→ Data provided
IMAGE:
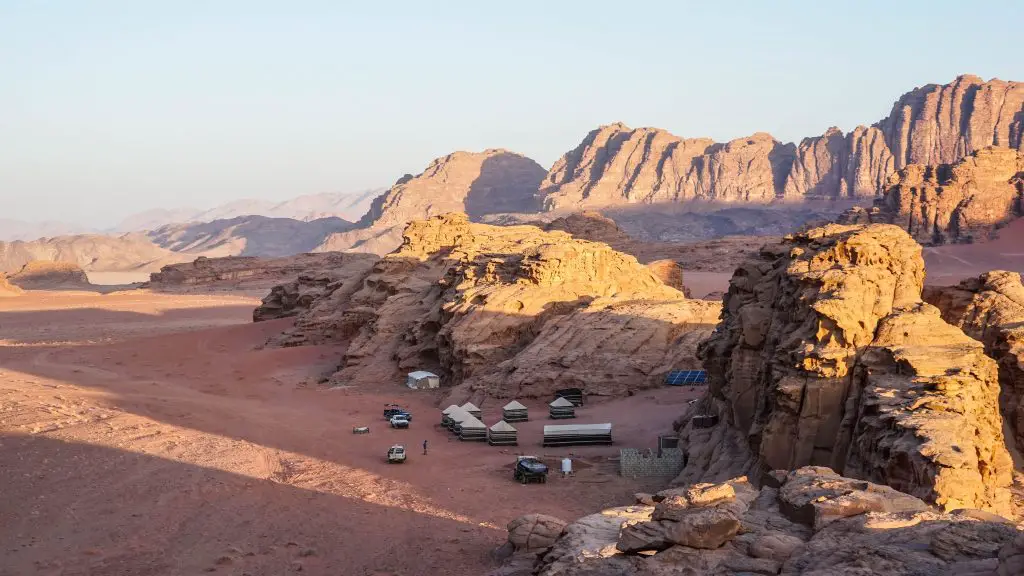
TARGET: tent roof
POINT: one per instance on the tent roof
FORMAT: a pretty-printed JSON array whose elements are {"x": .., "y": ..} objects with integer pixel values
[
  {"x": 422, "y": 374},
  {"x": 503, "y": 426},
  {"x": 472, "y": 422},
  {"x": 459, "y": 414},
  {"x": 585, "y": 428}
]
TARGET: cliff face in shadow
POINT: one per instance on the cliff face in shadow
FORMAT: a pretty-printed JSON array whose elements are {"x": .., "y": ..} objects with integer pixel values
[{"x": 615, "y": 165}]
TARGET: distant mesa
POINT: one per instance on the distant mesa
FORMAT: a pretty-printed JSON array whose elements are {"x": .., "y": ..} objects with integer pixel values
[
  {"x": 615, "y": 165},
  {"x": 951, "y": 203},
  {"x": 476, "y": 183},
  {"x": 49, "y": 276}
]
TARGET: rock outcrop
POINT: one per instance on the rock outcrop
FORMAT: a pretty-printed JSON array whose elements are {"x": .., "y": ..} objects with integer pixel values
[
  {"x": 254, "y": 272},
  {"x": 6, "y": 288},
  {"x": 826, "y": 356},
  {"x": 951, "y": 203},
  {"x": 49, "y": 276},
  {"x": 990, "y": 309},
  {"x": 507, "y": 311},
  {"x": 935, "y": 124},
  {"x": 811, "y": 522},
  {"x": 476, "y": 183}
]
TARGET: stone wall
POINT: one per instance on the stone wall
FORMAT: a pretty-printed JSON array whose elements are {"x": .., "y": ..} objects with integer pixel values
[{"x": 635, "y": 462}]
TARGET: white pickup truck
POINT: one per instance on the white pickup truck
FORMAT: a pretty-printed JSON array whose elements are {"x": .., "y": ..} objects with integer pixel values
[{"x": 396, "y": 454}]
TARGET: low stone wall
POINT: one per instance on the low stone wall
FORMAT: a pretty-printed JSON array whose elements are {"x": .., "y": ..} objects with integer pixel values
[{"x": 637, "y": 463}]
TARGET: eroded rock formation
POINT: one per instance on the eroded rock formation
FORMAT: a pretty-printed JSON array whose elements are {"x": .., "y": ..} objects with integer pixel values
[
  {"x": 810, "y": 522},
  {"x": 507, "y": 311},
  {"x": 950, "y": 203},
  {"x": 935, "y": 124},
  {"x": 990, "y": 309},
  {"x": 476, "y": 183},
  {"x": 826, "y": 356}
]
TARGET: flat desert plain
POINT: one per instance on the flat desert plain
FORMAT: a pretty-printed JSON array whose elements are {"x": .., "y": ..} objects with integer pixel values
[{"x": 152, "y": 434}]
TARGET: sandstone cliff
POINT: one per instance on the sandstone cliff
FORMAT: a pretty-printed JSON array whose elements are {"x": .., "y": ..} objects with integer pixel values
[
  {"x": 808, "y": 522},
  {"x": 950, "y": 203},
  {"x": 934, "y": 124},
  {"x": 6, "y": 288},
  {"x": 477, "y": 183},
  {"x": 990, "y": 309},
  {"x": 506, "y": 311},
  {"x": 826, "y": 356}
]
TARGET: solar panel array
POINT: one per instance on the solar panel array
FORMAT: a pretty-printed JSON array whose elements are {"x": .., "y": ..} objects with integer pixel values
[{"x": 686, "y": 377}]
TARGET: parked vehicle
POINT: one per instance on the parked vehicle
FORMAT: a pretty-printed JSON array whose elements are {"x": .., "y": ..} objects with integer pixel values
[
  {"x": 393, "y": 410},
  {"x": 396, "y": 454},
  {"x": 529, "y": 468}
]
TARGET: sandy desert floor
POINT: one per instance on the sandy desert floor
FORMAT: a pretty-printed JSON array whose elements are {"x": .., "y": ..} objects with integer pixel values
[{"x": 150, "y": 434}]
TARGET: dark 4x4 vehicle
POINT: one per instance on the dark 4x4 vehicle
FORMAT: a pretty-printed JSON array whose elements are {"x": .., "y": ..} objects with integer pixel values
[
  {"x": 393, "y": 410},
  {"x": 528, "y": 468}
]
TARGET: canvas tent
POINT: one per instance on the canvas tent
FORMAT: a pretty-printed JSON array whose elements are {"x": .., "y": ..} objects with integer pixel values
[
  {"x": 561, "y": 408},
  {"x": 502, "y": 434},
  {"x": 472, "y": 429},
  {"x": 445, "y": 413},
  {"x": 472, "y": 409},
  {"x": 455, "y": 417},
  {"x": 577, "y": 435},
  {"x": 514, "y": 412},
  {"x": 423, "y": 379}
]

→ Exercise instructions
Repeat, word for word, every line from the line that contains "TARGET: sandy desert floor" to the end of the entries; include both of those lines and no others.

→ Solution to this task
TARGET: sandy desert floor
POINT: one per instance on the sandy desert floor
FORMAT: a pretty-printed JSON array whose elements are {"x": .., "y": ..} objects with integer pixel values
[{"x": 150, "y": 434}]
TARGET: dark 4x4 vehicle
POINT: one per instance on the dark 4x4 vehicle
FORMAT: a pretty-printed JSON array whose elements are {"x": .., "y": ..} objects with integer pixel values
[
  {"x": 393, "y": 410},
  {"x": 528, "y": 468}
]
TARGET: canvas tent
POINT: one per instance on the canvas tent
FORMAT: a pretty-printed JSON array whose elements are {"x": .., "y": ..} objects with integer pixel values
[
  {"x": 561, "y": 408},
  {"x": 502, "y": 434},
  {"x": 472, "y": 429},
  {"x": 445, "y": 413},
  {"x": 472, "y": 409},
  {"x": 455, "y": 417},
  {"x": 577, "y": 435},
  {"x": 514, "y": 412},
  {"x": 423, "y": 379}
]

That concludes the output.